──────── TEXT EXTRACT ────────

Yeh, kinda in stockwell and also kinda shit. Well. Very shit.


----------



## rutabowa (Sep 6, 2013)

it can be the best and the worst place on earth simultaneously


----------



## Maggot (Sep 6, 2013)

gabi said:


> Yeh, kinda in stockwell and also kinda shit. Well. Very shit.


It's a great pub. Why the hatred?


----------



## editor (Sep 6, 2013)

gabi said:


> Yeh, kinda in stockwell and also kinda shit. Well. Very shit.


It's a great pub with massively variable nights and massively variably crowds, and it's almost guaranteed _posh twat free_ every night.

It's one of the very last places with any kind of old Brixton spirit left. Long may she reign.


----------



## gabi (Sep 7, 2013)

editor said:


> It's one of the very last places with any kind of old Brixton spirit left.



Bit dramatic, no? What's the 'Brixton spirit?'


----------



## Badgers (Sep 7, 2013)

editor said:
			
		

> It's one of the very last places with any kind of old Brixton spirit left. Long may she reign.



Clearly the Albert needs a better promoter


----------



## el-ahrairah (Sep 7, 2013)

gabi said:


> Bit dramatic, no? What's the 'Brixton spirit?'



if you don't know what the Brixton Spirit is, this ain't for you.


----------



## kalibuzz (Sep 7, 2013)

editor said:


> It's a great pub with massively variable nights and massively variably crowds, and it's almost guaranteed _posh twat free_ every night.
> 
> It's one of the very last places with any kind of old Brixton spirit left. Long may she reign.

────────

**CHALLENGE**. Copy word for word the part of the forum thread about the pub that starts with "## el-ahrairah (Sep" and goes on through "ain't for you.".

──────── RECORDED INFORMATION ────────

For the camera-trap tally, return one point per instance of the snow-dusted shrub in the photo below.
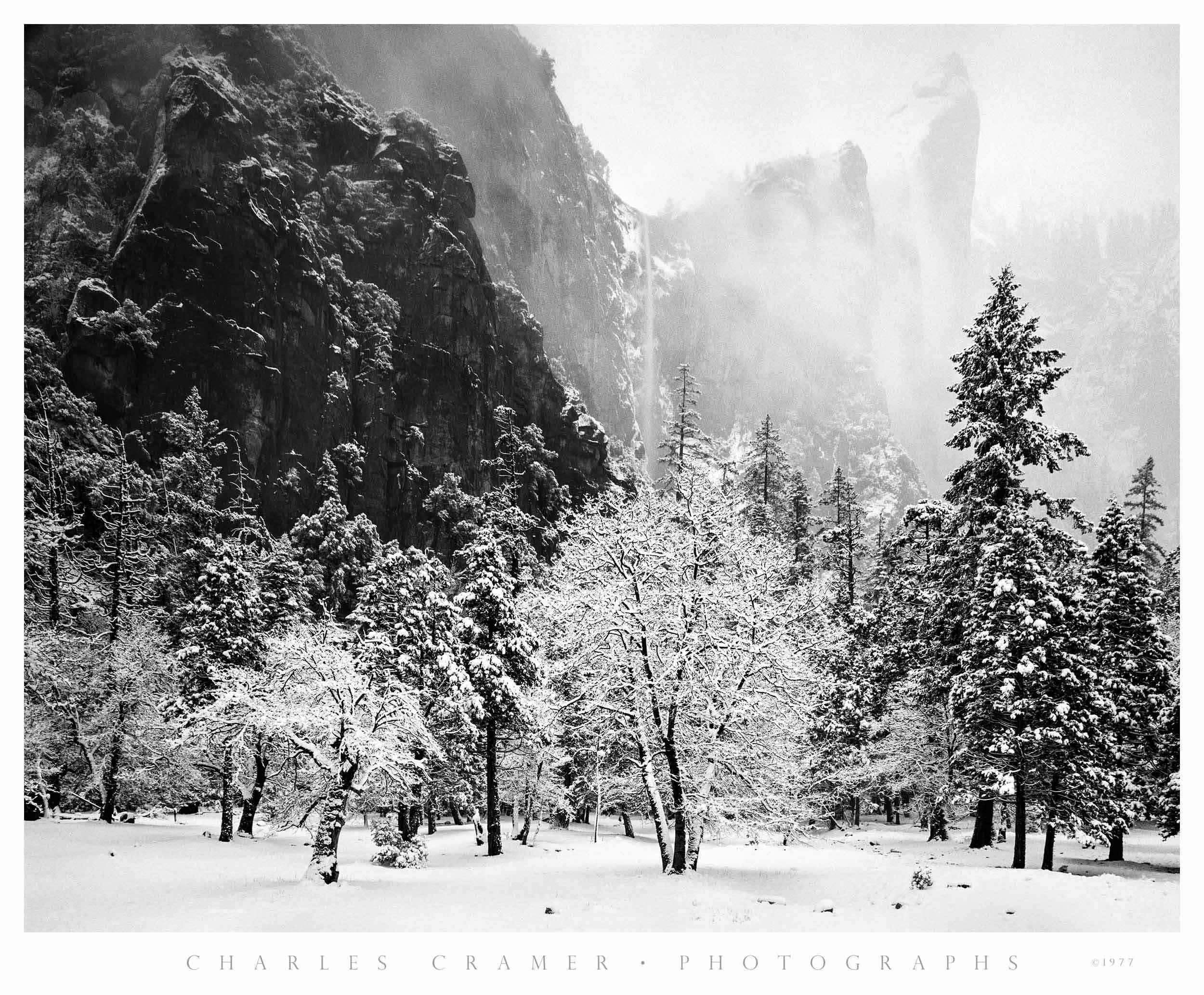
(394, 850)
(921, 878)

────────

**SOLVED EXERCISE**.
## el-ahrairah (Sep 7, 2013)

gabi said:


> Bit dramatic, no? What's the 'Brixton spirit?'



if you don't know what the Brixton Spirit is, this ain't for you.